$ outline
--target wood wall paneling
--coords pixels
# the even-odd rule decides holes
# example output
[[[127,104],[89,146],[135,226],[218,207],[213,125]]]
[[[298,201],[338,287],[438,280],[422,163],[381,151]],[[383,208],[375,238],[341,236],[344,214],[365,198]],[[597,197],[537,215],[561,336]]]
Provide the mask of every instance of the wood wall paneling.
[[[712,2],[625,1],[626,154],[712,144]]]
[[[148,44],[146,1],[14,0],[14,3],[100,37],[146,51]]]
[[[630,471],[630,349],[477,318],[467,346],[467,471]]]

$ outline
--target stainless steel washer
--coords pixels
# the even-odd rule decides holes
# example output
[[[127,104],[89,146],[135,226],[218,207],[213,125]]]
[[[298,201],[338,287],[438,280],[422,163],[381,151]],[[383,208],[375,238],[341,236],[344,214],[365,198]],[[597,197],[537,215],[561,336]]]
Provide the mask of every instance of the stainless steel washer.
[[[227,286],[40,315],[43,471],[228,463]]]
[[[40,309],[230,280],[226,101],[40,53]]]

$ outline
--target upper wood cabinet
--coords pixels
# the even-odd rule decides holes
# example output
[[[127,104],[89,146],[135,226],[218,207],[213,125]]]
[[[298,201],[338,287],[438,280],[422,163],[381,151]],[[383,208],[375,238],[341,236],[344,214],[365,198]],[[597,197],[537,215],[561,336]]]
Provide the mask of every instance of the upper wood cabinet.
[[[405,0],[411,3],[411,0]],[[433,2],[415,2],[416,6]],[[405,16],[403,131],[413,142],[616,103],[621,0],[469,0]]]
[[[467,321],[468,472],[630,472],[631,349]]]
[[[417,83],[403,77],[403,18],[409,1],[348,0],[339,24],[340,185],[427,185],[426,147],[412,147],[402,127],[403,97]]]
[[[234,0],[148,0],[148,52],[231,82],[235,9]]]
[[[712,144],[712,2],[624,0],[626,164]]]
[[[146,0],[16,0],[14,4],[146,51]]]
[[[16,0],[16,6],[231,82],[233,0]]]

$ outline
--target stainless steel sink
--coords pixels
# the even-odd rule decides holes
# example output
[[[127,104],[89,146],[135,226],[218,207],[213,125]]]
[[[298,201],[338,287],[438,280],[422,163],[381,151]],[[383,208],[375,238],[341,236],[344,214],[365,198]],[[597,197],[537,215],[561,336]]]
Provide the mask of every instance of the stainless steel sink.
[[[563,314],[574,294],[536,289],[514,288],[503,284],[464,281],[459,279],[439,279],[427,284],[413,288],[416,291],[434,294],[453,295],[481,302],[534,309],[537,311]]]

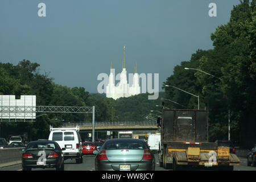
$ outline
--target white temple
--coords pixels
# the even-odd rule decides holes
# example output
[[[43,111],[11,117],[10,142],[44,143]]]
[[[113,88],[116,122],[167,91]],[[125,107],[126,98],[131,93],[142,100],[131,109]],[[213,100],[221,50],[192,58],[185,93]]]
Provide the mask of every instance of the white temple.
[[[129,86],[127,80],[126,69],[125,69],[125,46],[123,47],[123,63],[122,72],[120,74],[120,82],[115,86],[114,82],[114,75],[112,72],[112,64],[110,66],[109,84],[106,86],[106,97],[117,100],[120,97],[128,97],[141,93],[141,86],[139,83],[139,75],[137,73],[137,64],[135,73],[133,74],[133,85]]]

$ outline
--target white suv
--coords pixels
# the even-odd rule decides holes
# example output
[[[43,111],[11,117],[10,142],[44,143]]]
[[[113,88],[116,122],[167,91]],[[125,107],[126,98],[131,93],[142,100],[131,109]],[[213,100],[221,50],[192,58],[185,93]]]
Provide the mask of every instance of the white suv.
[[[50,125],[49,140],[57,142],[63,150],[64,160],[76,159],[77,164],[82,163],[82,142],[79,126],[76,127],[53,128]]]

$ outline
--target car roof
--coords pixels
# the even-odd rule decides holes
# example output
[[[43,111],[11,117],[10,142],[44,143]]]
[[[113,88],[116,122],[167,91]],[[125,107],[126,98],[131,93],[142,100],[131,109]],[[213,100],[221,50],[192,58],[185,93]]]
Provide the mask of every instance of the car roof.
[[[141,139],[138,139],[138,138],[114,138],[114,139],[110,139],[109,140],[107,140],[106,142],[108,141],[115,141],[115,140],[140,140],[144,142],[144,140]]]
[[[36,141],[31,141],[30,142],[28,143],[48,143],[48,142],[52,142],[52,143],[56,143],[55,141],[53,140],[36,140]]]

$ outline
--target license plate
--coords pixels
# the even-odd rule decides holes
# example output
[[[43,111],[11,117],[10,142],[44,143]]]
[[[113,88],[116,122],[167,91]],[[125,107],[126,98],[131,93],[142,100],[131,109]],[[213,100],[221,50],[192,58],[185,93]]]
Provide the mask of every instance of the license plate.
[[[38,161],[36,162],[37,166],[44,166],[45,165],[44,161]]]
[[[66,148],[72,148],[72,144],[66,145]]]
[[[119,166],[120,170],[130,170],[130,165],[120,165]]]
[[[205,167],[212,167],[212,163],[204,163]]]

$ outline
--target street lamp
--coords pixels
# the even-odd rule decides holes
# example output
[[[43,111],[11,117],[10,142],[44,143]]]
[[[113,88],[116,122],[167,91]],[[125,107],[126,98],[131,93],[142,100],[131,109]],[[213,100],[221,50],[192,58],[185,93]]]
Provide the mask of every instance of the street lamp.
[[[193,94],[192,94],[191,93],[189,93],[189,92],[188,92],[183,90],[182,90],[182,89],[179,89],[179,88],[177,88],[177,87],[175,87],[175,86],[172,86],[172,85],[170,85],[170,86],[169,86],[169,85],[166,85],[165,86],[167,86],[167,87],[168,87],[168,86],[172,86],[173,88],[175,88],[175,89],[176,89],[181,90],[181,91],[183,91],[183,92],[185,92],[185,93],[188,93],[189,94],[191,94],[191,95],[192,95],[192,96],[195,96],[195,97],[197,97],[197,109],[199,110],[199,96],[196,96],[196,95],[194,95]]]
[[[166,106],[159,106],[159,105],[156,105],[155,106],[156,106],[156,107],[164,107],[164,109],[166,108],[166,109],[170,109],[170,108],[168,108],[168,107],[166,107]]]
[[[217,77],[217,76],[214,76],[214,75],[211,75],[211,74],[210,74],[210,73],[207,73],[207,72],[204,72],[204,71],[201,71],[201,70],[200,70],[200,69],[196,69],[196,68],[185,68],[184,69],[194,69],[194,70],[197,70],[197,71],[200,71],[200,72],[201,72],[204,73],[205,73],[205,74],[207,74],[207,75],[210,75],[210,76],[212,76],[212,77],[217,78],[218,79],[222,80],[222,78],[219,78],[219,77]]]
[[[170,100],[170,99],[165,98],[164,100],[167,100],[167,101],[171,101],[171,102],[174,102],[174,103],[175,103],[175,104],[178,104],[178,105],[181,105],[181,106],[183,106],[183,107],[187,107],[185,106],[184,105],[183,105],[182,104],[179,104],[179,103],[177,103],[177,102],[175,102],[175,101],[174,101]],[[167,108],[167,109],[168,109],[168,108]]]
[[[156,116],[156,117],[161,117],[161,116],[159,115],[157,115],[157,114],[152,114],[152,113],[150,113],[149,115],[155,115],[155,116]]]
[[[213,77],[217,78],[218,78],[218,79],[219,79],[219,80],[222,80],[222,78],[220,78],[217,77],[217,76],[214,76],[214,75],[212,75],[212,74],[207,73],[207,72],[204,72],[204,71],[201,71],[201,70],[200,70],[200,69],[196,69],[196,68],[185,68],[184,69],[194,69],[194,70],[197,70],[197,71],[200,71],[200,72],[201,72],[204,73],[205,73],[205,74],[207,74],[207,75],[210,75],[210,76],[212,76],[212,77]],[[229,138],[229,140],[230,140],[230,111],[229,111],[229,126],[228,126],[228,128],[229,128],[228,138]]]
[[[158,112],[158,113],[159,113],[160,114],[162,114],[162,113],[161,113],[160,111],[158,111],[158,110],[151,110],[150,111],[151,111],[151,112]]]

■ ■ ■ ■ ■ ■ ■

**PROBLEM TO WORK ON**
Edit the material from its first line through the line containing "[[[40,309],[230,280],[226,101],[40,53]]]" so that "stainless steel washer" becomes "metal washer", leaving everything else unchanged.

**THE RESPONSE**
$ outline
--target wood wall paneling
--coords pixels
# the even-odd rule decides holes
# example output
[[[127,104],[89,146],[135,226],[218,207],[213,125]]]
[[[298,201],[338,287],[438,280],[422,163],[381,151]],[[383,208],[375,238],[341,236],[344,214],[365,198]],[[597,197],[537,215],[561,336]]]
Provide the mask of every instance of the wood wall paneling.
[[[712,2],[625,1],[626,154],[712,144]]]
[[[148,44],[146,1],[14,0],[14,3],[100,37],[146,51]]]
[[[630,471],[630,349],[477,318],[467,346],[467,471]]]

$ outline
--target metal washer
--coords pixels
# the even-odd rule decides holes
# example output
[[[127,104],[89,146],[135,226],[218,207],[213,125]]]
[[[298,201],[338,287],[438,280],[422,163],[381,151]],[[383,208],[375,238],[341,236],[344,214],[365,198]],[[597,197],[537,215],[561,336]]]
Provide the mask of every instance of the metal washer.
[[[227,286],[40,315],[43,471],[228,463]]]
[[[40,309],[230,280],[226,101],[40,53]]]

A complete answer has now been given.